• _Required task_: Return every line from the items below that contains the word "arched", treating uppercase and lowercase as different.

• _Data for this exercise_:
★ ★ ★ ★

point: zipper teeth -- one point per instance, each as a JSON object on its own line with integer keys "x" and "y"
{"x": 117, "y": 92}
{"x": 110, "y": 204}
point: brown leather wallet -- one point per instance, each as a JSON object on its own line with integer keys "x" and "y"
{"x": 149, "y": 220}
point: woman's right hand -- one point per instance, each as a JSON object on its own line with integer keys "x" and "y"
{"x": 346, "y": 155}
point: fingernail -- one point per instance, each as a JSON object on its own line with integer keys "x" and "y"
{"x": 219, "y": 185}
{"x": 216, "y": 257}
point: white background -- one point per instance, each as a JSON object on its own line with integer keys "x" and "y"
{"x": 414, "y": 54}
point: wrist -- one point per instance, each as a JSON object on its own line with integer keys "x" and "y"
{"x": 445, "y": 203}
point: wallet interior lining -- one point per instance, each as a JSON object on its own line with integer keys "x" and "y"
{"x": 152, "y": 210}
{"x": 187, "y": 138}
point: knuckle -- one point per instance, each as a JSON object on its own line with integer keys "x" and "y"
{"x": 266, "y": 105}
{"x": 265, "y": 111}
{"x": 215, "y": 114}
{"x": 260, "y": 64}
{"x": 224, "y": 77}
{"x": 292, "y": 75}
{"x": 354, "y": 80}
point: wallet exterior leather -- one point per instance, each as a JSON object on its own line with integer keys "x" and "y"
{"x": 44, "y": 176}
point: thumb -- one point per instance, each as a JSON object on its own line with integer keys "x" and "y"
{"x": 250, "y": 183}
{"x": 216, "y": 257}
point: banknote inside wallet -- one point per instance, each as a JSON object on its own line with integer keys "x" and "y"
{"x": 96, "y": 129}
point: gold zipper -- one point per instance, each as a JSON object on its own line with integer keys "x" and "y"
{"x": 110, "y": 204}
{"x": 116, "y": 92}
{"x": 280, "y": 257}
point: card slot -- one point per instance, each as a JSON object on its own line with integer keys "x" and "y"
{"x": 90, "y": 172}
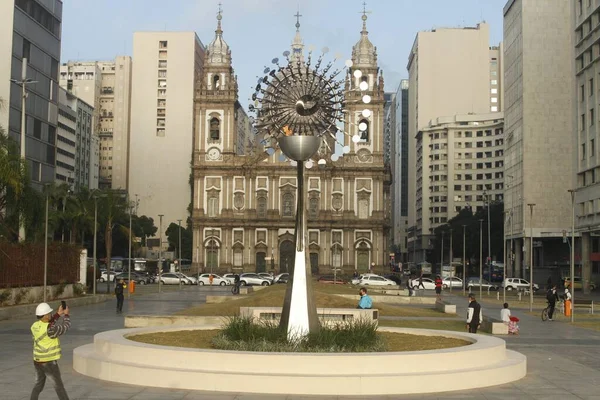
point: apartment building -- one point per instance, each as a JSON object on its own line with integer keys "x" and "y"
{"x": 460, "y": 164}
{"x": 107, "y": 86}
{"x": 538, "y": 114}
{"x": 167, "y": 66}
{"x": 450, "y": 73}
{"x": 31, "y": 30}
{"x": 586, "y": 17}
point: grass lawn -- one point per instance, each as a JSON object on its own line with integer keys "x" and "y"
{"x": 273, "y": 297}
{"x": 199, "y": 339}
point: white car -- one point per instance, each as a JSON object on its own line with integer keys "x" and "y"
{"x": 518, "y": 284}
{"x": 217, "y": 280}
{"x": 428, "y": 284}
{"x": 171, "y": 278}
{"x": 375, "y": 280}
{"x": 249, "y": 278}
{"x": 453, "y": 281}
{"x": 356, "y": 281}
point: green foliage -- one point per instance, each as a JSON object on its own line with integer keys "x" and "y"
{"x": 248, "y": 334}
{"x": 20, "y": 295}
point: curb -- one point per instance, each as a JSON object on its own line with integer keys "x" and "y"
{"x": 28, "y": 310}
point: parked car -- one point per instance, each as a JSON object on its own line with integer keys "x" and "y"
{"x": 217, "y": 280}
{"x": 578, "y": 285}
{"x": 473, "y": 283}
{"x": 375, "y": 280}
{"x": 282, "y": 278}
{"x": 452, "y": 282}
{"x": 518, "y": 284}
{"x": 267, "y": 275}
{"x": 356, "y": 281}
{"x": 135, "y": 277}
{"x": 250, "y": 278}
{"x": 428, "y": 283}
{"x": 171, "y": 278}
{"x": 331, "y": 279}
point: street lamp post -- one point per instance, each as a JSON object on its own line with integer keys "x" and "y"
{"x": 179, "y": 253}
{"x": 23, "y": 82}
{"x": 531, "y": 205}
{"x": 464, "y": 258}
{"x": 451, "y": 269}
{"x": 480, "y": 256}
{"x": 572, "y": 192}
{"x": 95, "y": 238}
{"x": 160, "y": 253}
{"x": 46, "y": 250}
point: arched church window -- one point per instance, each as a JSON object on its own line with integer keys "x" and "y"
{"x": 363, "y": 128}
{"x": 288, "y": 205}
{"x": 261, "y": 207}
{"x": 215, "y": 128}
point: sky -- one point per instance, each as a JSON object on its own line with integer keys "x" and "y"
{"x": 259, "y": 30}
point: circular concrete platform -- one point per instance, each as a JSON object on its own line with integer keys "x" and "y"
{"x": 486, "y": 362}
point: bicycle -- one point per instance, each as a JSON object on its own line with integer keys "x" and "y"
{"x": 558, "y": 310}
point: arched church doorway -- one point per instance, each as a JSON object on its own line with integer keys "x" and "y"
{"x": 287, "y": 254}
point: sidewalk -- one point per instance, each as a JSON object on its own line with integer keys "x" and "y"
{"x": 563, "y": 361}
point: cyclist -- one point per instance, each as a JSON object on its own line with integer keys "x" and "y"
{"x": 551, "y": 297}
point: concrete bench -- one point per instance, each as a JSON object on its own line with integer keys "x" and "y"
{"x": 587, "y": 304}
{"x": 326, "y": 315}
{"x": 494, "y": 326}
{"x": 444, "y": 307}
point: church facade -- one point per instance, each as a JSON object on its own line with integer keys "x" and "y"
{"x": 244, "y": 201}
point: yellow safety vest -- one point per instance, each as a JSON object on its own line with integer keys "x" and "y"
{"x": 45, "y": 349}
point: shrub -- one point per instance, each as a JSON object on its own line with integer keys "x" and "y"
{"x": 5, "y": 296}
{"x": 248, "y": 334}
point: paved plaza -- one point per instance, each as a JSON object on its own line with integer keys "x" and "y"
{"x": 563, "y": 361}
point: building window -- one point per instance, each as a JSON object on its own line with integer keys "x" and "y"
{"x": 261, "y": 206}
{"x": 215, "y": 128}
{"x": 288, "y": 205}
{"x": 363, "y": 127}
{"x": 213, "y": 205}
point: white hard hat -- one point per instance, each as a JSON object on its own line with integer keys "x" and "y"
{"x": 43, "y": 309}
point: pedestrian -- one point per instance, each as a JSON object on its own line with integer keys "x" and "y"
{"x": 438, "y": 287}
{"x": 421, "y": 282}
{"x": 474, "y": 314}
{"x": 46, "y": 347}
{"x": 551, "y": 297}
{"x": 365, "y": 301}
{"x": 236, "y": 284}
{"x": 119, "y": 288}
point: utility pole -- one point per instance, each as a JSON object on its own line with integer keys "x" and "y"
{"x": 160, "y": 253}
{"x": 572, "y": 192}
{"x": 179, "y": 253}
{"x": 531, "y": 205}
{"x": 480, "y": 256}
{"x": 23, "y": 82}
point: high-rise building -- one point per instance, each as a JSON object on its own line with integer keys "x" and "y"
{"x": 460, "y": 164}
{"x": 450, "y": 73}
{"x": 586, "y": 138}
{"x": 31, "y": 29}
{"x": 538, "y": 112}
{"x": 165, "y": 73}
{"x": 74, "y": 163}
{"x": 400, "y": 171}
{"x": 244, "y": 205}
{"x": 107, "y": 86}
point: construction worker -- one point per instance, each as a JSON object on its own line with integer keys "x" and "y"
{"x": 46, "y": 347}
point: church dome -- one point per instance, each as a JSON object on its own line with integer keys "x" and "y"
{"x": 218, "y": 51}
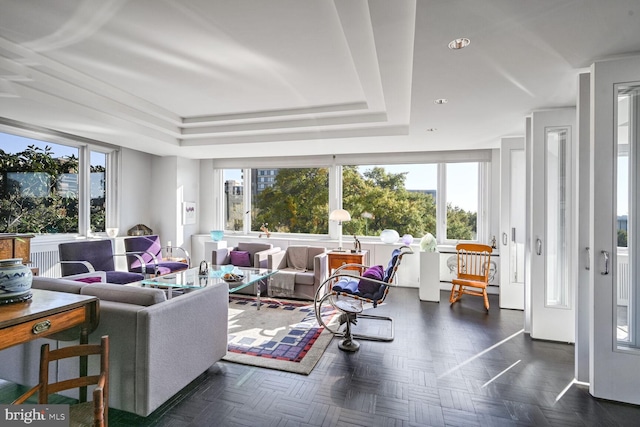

★ ★ ★ ★

• _Completed task_:
point: arched church window -- one point per instance, each as a JSON object on its own line with integer keys "x" and "y"
point: arched church doorway -- one point per instance, each as a JSON object on its own line with integer keys "x" and "y"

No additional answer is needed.